23 August 2007
People with auras may be good candidates for surgery
People with epilepsy who experience multiple auras – sensations such as feeling a cold breeze or seeing a bright light – before they have a seizure may be good candidates for epilepsy surgery because their seizures seem to be generated in one area of the brain, according to a study published in the August 21, 2007, issue of Neurology, the medical journal of the American Academy of Neurology.
For the study, researchers examined 31 people with epilepsy who experienced multiple types of auras, such as a bad smell, psychic experience, or abdominal pain.
The study found 90 per cent of patients with at least two types of aura and 100 per cent of patients with at least three aura types had seizures arising from the non-dominant side of their brain.
"Epilepsy surgery may be effective for people with multiple auras since most of the seizures seem to arise from one area of the brain rather than multiple regions," said the study's author Dr. Prakash Kotagal, from Cleveland Clinic Epilepsy Center in Cleveland USA.
The study also found that more than half of the 19 study participants who went on to have epilepsy surgery stopped having seizures.
Before now, researchers say little has been known about the significance of having multiple auras since most of the attention has been focused on people with single auras.
"Multiple auras may be underestimated since auras are often difficult and time-consuming to elicit from a patient, particularly if their importance is not appreciated by the patient's doctor," said study co-author Dr Peter Widdess-Walsh with Saint Barnabas Institute of Neurology in West Orange, New Jersey. "However, our findings show multiple auras should be recognised by doctors as a significant finding and should be used in deciding whether to proceed with epilepsy surgery."
'Mahjong epilepsy'
A study by doctors in Hong Kong has concluded that the Chinese tile game of mahjong can cause seizures.
The findings, published in the Hong Kong Medical Journal, were based on 23 cases of people who had suffered mahjong-induced seizures.
The report's four authors, from Queen Mary Hospital, said the best prevention was to avoid playing the game.
The study led the doctors to define mahjong epilepsy as a unique syndrome. The game, played by four people around a table, can involve gambling and can quickly become compulsive.
The game, which is intensely social and sometimes played in crowded mahjong parlours, involves the rapid movement of tiles in marathon sessions.
The doctors concluded that the syndrome affects far more men than women; that their average age is 54; and that seizures can happen any time between one to 11 hours into a mahjong game.

+--

> **DESCRIPTION OF THE TASK**
According to the epilepsy news article, which hospital were the four authors of the mahjong report from?

(Region pointing data)

+--

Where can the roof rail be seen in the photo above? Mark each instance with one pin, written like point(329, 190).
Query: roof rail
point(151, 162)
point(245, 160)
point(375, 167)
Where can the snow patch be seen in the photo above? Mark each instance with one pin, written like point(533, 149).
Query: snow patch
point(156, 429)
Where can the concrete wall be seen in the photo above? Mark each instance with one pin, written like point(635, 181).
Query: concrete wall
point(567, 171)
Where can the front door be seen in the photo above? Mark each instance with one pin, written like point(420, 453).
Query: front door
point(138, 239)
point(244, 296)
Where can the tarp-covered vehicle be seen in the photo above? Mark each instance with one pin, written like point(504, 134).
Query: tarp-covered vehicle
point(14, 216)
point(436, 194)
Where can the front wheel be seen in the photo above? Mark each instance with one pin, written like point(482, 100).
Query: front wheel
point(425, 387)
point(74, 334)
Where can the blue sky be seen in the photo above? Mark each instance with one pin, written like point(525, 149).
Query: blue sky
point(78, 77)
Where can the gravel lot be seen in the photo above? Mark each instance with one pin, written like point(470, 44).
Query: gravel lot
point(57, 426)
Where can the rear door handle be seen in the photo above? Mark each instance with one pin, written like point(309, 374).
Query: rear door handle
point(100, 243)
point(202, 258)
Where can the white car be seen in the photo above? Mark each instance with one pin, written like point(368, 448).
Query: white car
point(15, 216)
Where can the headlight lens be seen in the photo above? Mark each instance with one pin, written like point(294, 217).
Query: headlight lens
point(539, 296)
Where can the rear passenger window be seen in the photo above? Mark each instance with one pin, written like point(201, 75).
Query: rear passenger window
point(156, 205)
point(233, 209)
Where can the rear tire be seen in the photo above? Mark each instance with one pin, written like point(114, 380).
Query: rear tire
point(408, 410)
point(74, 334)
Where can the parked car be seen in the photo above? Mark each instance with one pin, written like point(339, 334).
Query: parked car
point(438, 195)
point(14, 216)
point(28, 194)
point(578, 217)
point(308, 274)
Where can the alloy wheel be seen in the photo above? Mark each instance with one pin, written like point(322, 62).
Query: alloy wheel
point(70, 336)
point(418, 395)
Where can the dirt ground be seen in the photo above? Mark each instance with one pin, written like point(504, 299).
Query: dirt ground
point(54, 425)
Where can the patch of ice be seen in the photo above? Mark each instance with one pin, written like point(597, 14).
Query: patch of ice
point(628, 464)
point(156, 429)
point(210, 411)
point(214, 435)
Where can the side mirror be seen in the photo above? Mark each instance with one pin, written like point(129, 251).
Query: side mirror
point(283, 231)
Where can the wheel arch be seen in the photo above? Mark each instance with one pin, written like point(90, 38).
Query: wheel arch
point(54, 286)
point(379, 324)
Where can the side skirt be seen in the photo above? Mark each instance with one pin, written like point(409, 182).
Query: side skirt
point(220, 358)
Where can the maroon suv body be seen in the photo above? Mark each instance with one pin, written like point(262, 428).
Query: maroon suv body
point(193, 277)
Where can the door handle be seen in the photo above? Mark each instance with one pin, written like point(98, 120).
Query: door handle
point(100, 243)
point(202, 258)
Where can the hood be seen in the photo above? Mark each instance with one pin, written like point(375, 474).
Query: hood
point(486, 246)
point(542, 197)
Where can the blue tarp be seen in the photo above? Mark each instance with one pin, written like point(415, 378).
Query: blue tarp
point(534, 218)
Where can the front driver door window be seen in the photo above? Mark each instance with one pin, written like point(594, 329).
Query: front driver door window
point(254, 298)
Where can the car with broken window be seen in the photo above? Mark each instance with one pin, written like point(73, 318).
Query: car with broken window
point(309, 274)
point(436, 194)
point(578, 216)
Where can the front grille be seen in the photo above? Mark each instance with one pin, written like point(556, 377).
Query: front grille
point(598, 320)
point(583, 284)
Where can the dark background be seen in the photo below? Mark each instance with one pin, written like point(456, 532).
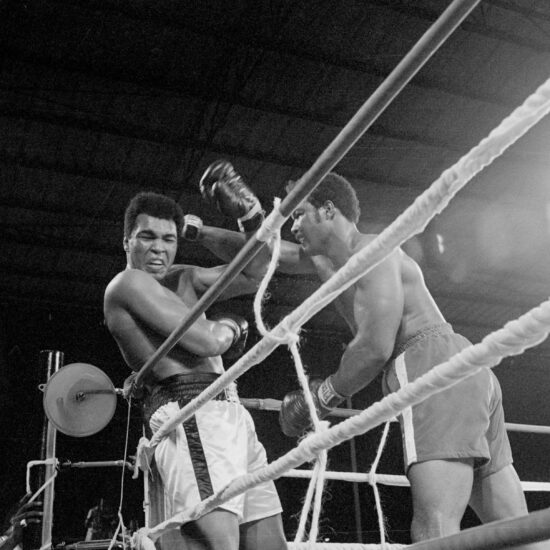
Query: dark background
point(102, 99)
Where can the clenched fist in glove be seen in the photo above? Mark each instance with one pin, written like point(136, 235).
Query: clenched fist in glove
point(239, 325)
point(294, 415)
point(223, 188)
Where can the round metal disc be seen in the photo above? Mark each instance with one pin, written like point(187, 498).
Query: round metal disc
point(79, 400)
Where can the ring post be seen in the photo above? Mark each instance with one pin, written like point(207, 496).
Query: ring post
point(401, 75)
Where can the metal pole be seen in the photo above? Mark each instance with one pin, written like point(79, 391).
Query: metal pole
point(50, 361)
point(428, 44)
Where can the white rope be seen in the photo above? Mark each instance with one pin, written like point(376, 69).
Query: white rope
point(529, 330)
point(31, 464)
point(412, 221)
point(395, 480)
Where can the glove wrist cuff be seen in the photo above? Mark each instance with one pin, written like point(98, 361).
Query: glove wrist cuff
point(328, 396)
point(192, 228)
point(252, 219)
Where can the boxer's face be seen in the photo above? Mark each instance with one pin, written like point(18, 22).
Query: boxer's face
point(308, 228)
point(152, 245)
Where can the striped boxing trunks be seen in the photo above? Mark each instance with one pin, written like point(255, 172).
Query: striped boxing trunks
point(464, 421)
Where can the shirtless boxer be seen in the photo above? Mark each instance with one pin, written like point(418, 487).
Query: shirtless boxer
point(143, 305)
point(456, 448)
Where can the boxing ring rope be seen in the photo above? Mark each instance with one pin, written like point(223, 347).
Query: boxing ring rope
point(451, 182)
point(413, 219)
point(270, 404)
point(405, 70)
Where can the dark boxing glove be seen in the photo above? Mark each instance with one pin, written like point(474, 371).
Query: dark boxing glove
point(192, 228)
point(239, 325)
point(294, 417)
point(224, 188)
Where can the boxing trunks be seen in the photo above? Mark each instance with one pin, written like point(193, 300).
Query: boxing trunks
point(464, 421)
point(210, 449)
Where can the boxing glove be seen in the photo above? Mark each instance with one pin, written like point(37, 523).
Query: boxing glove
point(224, 188)
point(192, 228)
point(294, 417)
point(239, 326)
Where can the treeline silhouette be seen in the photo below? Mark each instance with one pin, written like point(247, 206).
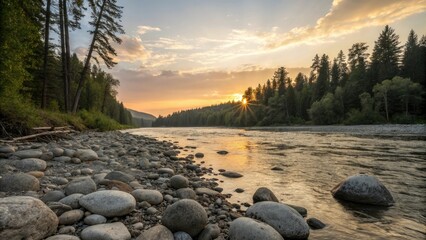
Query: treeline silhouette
point(387, 86)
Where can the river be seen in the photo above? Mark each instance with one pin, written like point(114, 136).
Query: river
point(315, 159)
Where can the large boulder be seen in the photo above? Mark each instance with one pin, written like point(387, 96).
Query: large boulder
point(287, 221)
point(26, 218)
point(19, 182)
point(363, 189)
point(109, 203)
point(185, 215)
point(108, 231)
point(83, 185)
point(156, 232)
point(264, 194)
point(244, 228)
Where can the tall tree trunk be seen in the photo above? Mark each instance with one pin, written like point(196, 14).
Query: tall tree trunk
point(63, 54)
point(87, 62)
point(46, 55)
point(67, 56)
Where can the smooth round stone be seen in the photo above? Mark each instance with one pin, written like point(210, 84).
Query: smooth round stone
point(84, 185)
point(287, 221)
point(264, 194)
point(109, 203)
point(182, 236)
point(363, 189)
point(71, 217)
point(94, 219)
point(185, 215)
point(120, 176)
point(153, 197)
point(179, 181)
point(26, 218)
point(53, 196)
point(30, 153)
point(72, 200)
point(63, 237)
point(19, 182)
point(108, 231)
point(186, 193)
point(156, 232)
point(30, 164)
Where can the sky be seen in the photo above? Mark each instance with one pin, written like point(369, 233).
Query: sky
point(182, 54)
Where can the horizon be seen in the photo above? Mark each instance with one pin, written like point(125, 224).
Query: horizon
point(179, 55)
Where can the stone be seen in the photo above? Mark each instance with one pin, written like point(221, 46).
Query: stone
point(30, 164)
point(231, 174)
point(86, 155)
point(30, 153)
point(315, 223)
point(109, 203)
point(287, 221)
point(156, 232)
point(84, 185)
point(72, 200)
point(63, 237)
point(207, 191)
point(71, 217)
point(244, 228)
point(153, 197)
point(181, 236)
point(264, 194)
point(19, 182)
point(211, 231)
point(120, 176)
point(186, 193)
point(24, 217)
point(363, 189)
point(179, 181)
point(108, 231)
point(185, 215)
point(53, 196)
point(94, 219)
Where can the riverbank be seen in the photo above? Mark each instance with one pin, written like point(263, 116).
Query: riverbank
point(69, 174)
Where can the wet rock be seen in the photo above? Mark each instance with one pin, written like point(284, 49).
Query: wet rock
point(151, 196)
point(108, 231)
point(363, 189)
point(179, 181)
point(19, 182)
point(109, 203)
point(30, 164)
point(84, 185)
point(264, 194)
point(231, 174)
point(244, 228)
point(86, 155)
point(94, 219)
point(30, 153)
point(26, 218)
point(120, 176)
point(185, 215)
point(156, 232)
point(71, 217)
point(281, 217)
point(315, 223)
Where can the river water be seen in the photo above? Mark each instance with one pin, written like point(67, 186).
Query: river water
point(314, 160)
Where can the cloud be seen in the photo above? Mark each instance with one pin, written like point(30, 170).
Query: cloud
point(348, 16)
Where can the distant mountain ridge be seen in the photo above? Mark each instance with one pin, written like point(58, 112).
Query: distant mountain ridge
point(141, 119)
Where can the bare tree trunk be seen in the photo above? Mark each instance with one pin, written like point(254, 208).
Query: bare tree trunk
point(88, 58)
point(46, 55)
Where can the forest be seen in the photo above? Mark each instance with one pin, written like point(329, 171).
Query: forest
point(387, 86)
point(42, 82)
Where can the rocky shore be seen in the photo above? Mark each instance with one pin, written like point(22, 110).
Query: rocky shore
point(120, 186)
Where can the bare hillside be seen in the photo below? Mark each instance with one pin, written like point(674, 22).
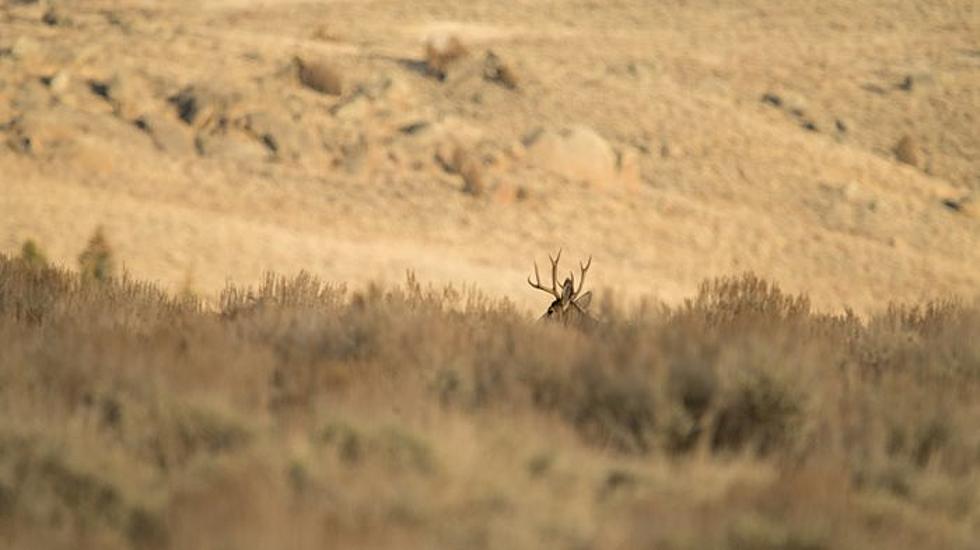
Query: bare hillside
point(829, 146)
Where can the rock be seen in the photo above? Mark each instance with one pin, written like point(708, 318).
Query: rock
point(59, 82)
point(441, 51)
point(167, 134)
point(355, 107)
point(772, 99)
point(577, 153)
point(498, 72)
point(283, 138)
point(26, 49)
point(128, 95)
point(200, 107)
point(55, 18)
point(319, 76)
point(907, 151)
point(231, 146)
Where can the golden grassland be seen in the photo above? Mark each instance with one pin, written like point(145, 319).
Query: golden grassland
point(301, 415)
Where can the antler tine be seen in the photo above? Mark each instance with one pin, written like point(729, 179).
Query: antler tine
point(538, 285)
point(581, 283)
point(554, 273)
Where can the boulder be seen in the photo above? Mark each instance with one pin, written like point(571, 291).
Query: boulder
point(577, 153)
point(168, 135)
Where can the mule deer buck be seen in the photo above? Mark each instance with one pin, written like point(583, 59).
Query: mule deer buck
point(570, 304)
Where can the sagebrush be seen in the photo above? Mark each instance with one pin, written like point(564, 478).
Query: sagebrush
point(299, 414)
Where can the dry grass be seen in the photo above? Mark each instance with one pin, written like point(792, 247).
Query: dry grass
point(301, 415)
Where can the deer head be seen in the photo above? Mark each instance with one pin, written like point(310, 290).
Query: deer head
point(570, 304)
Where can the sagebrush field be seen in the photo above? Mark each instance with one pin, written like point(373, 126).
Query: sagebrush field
point(301, 415)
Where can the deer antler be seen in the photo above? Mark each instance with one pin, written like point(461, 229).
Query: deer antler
point(554, 277)
point(581, 283)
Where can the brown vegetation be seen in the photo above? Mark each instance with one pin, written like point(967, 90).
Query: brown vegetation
point(300, 415)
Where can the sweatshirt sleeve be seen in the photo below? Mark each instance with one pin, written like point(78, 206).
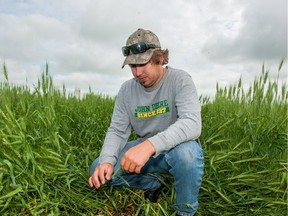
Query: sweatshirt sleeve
point(118, 131)
point(188, 124)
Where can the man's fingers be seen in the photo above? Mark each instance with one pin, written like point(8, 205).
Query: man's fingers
point(138, 169)
point(108, 174)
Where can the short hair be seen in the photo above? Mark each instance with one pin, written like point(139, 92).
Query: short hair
point(157, 57)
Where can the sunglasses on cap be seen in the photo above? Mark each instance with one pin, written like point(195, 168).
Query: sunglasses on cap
point(138, 48)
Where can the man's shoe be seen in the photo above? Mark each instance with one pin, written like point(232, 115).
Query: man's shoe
point(153, 195)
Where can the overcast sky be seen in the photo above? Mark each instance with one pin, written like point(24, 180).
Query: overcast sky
point(214, 40)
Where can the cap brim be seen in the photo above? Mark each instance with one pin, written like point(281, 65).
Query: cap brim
point(141, 58)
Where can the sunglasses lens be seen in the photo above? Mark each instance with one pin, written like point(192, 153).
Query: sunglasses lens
point(137, 48)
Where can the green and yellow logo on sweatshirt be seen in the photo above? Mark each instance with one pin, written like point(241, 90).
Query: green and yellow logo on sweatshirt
point(155, 109)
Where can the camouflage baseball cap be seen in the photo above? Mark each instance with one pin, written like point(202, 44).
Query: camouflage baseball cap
point(141, 36)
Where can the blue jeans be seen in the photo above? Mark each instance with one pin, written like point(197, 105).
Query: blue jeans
point(184, 162)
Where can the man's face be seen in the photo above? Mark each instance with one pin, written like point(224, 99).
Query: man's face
point(148, 74)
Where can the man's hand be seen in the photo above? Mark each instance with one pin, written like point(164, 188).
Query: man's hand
point(101, 173)
point(136, 157)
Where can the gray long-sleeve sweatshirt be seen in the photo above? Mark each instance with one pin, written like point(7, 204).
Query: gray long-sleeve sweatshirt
point(166, 115)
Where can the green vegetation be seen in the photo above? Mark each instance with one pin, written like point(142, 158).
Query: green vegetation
point(48, 139)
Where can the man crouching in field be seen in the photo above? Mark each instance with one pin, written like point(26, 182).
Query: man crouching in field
point(161, 105)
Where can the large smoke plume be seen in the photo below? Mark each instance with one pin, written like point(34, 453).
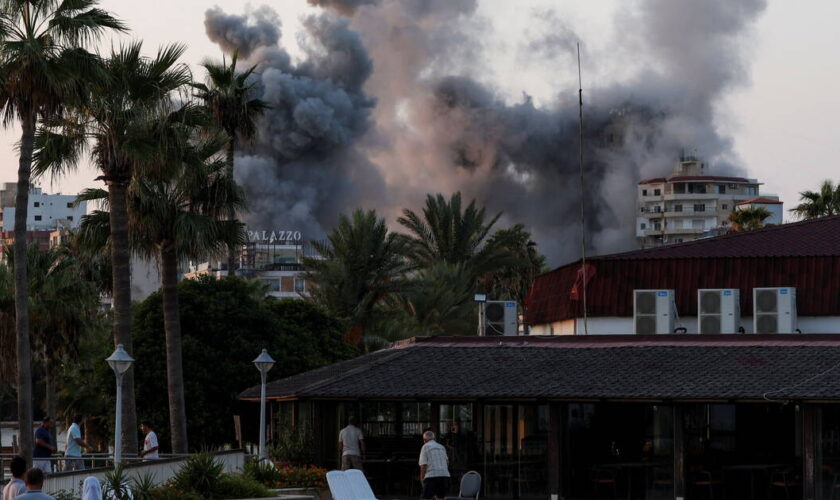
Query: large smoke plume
point(390, 103)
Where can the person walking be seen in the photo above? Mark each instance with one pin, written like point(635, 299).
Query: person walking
point(34, 479)
point(434, 468)
point(75, 443)
point(150, 443)
point(351, 442)
point(44, 446)
point(15, 486)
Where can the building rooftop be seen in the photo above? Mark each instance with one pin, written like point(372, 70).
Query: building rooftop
point(805, 255)
point(662, 367)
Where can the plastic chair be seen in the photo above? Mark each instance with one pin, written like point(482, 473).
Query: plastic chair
point(470, 487)
point(340, 487)
point(359, 485)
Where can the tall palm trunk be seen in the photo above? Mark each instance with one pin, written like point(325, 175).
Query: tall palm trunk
point(174, 365)
point(232, 249)
point(121, 268)
point(24, 354)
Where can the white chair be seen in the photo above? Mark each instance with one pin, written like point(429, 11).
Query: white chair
point(359, 485)
point(340, 487)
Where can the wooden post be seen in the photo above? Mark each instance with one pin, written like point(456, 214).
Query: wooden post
point(554, 442)
point(809, 438)
point(679, 453)
point(435, 418)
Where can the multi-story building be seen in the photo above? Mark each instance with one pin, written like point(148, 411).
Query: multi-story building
point(47, 212)
point(273, 257)
point(689, 204)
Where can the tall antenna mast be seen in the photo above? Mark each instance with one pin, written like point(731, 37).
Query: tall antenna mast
point(582, 205)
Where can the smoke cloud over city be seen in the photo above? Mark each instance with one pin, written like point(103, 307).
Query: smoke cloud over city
point(390, 101)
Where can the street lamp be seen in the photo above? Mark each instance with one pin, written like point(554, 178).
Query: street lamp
point(264, 362)
point(120, 361)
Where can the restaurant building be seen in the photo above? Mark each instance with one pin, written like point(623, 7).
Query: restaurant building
point(677, 416)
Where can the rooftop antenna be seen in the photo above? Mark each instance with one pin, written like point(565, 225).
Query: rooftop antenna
point(582, 206)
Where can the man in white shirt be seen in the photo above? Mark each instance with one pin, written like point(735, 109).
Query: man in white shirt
point(434, 468)
point(15, 486)
point(351, 442)
point(150, 444)
point(75, 443)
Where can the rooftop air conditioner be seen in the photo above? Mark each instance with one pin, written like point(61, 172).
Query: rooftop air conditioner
point(774, 310)
point(653, 311)
point(500, 318)
point(718, 310)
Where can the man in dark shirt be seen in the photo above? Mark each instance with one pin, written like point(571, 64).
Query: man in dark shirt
point(44, 446)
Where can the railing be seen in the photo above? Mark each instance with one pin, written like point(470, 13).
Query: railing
point(161, 470)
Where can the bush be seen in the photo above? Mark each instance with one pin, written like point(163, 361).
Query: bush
point(201, 474)
point(236, 486)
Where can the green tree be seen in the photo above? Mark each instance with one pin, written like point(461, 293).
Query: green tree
point(748, 219)
point(121, 119)
point(228, 95)
point(43, 64)
point(225, 323)
point(176, 216)
point(360, 266)
point(820, 203)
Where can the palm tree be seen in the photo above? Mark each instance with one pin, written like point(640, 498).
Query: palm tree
point(177, 215)
point(228, 95)
point(360, 266)
point(120, 118)
point(748, 219)
point(820, 203)
point(446, 233)
point(41, 61)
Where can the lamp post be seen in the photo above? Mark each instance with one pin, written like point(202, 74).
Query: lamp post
point(264, 362)
point(120, 361)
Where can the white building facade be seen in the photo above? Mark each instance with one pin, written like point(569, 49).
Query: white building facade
point(688, 204)
point(46, 212)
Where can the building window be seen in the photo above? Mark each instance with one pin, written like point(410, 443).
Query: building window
point(272, 285)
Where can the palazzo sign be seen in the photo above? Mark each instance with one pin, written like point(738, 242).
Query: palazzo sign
point(287, 237)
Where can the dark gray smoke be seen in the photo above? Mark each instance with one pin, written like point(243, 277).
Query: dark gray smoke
point(439, 125)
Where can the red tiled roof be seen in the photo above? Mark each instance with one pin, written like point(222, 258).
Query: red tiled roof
point(805, 255)
point(762, 201)
point(696, 178)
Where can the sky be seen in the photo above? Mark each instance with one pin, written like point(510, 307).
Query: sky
point(781, 118)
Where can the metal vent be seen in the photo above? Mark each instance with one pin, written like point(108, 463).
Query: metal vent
point(767, 323)
point(646, 325)
point(766, 301)
point(646, 303)
point(710, 324)
point(494, 312)
point(710, 302)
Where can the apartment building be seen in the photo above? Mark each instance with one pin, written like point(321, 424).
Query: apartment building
point(690, 204)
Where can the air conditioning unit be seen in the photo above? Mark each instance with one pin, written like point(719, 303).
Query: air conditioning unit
point(774, 310)
point(718, 310)
point(500, 318)
point(653, 311)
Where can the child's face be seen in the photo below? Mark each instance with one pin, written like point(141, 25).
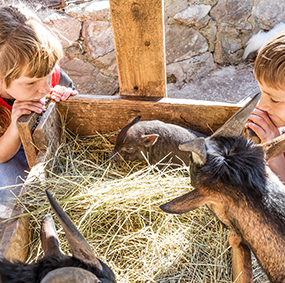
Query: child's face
point(25, 88)
point(273, 102)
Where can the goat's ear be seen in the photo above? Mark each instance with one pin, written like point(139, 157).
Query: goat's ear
point(49, 237)
point(149, 140)
point(79, 247)
point(198, 149)
point(185, 203)
point(234, 126)
point(274, 147)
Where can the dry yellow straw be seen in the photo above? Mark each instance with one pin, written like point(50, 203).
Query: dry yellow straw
point(116, 208)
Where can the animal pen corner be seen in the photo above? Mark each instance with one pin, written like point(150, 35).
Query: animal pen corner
point(138, 28)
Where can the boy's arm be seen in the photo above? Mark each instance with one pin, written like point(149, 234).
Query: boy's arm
point(266, 130)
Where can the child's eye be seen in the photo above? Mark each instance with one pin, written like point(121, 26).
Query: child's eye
point(273, 101)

+--

> **OUTPUT OF THE EXERCISE**
Queen Mary Hospital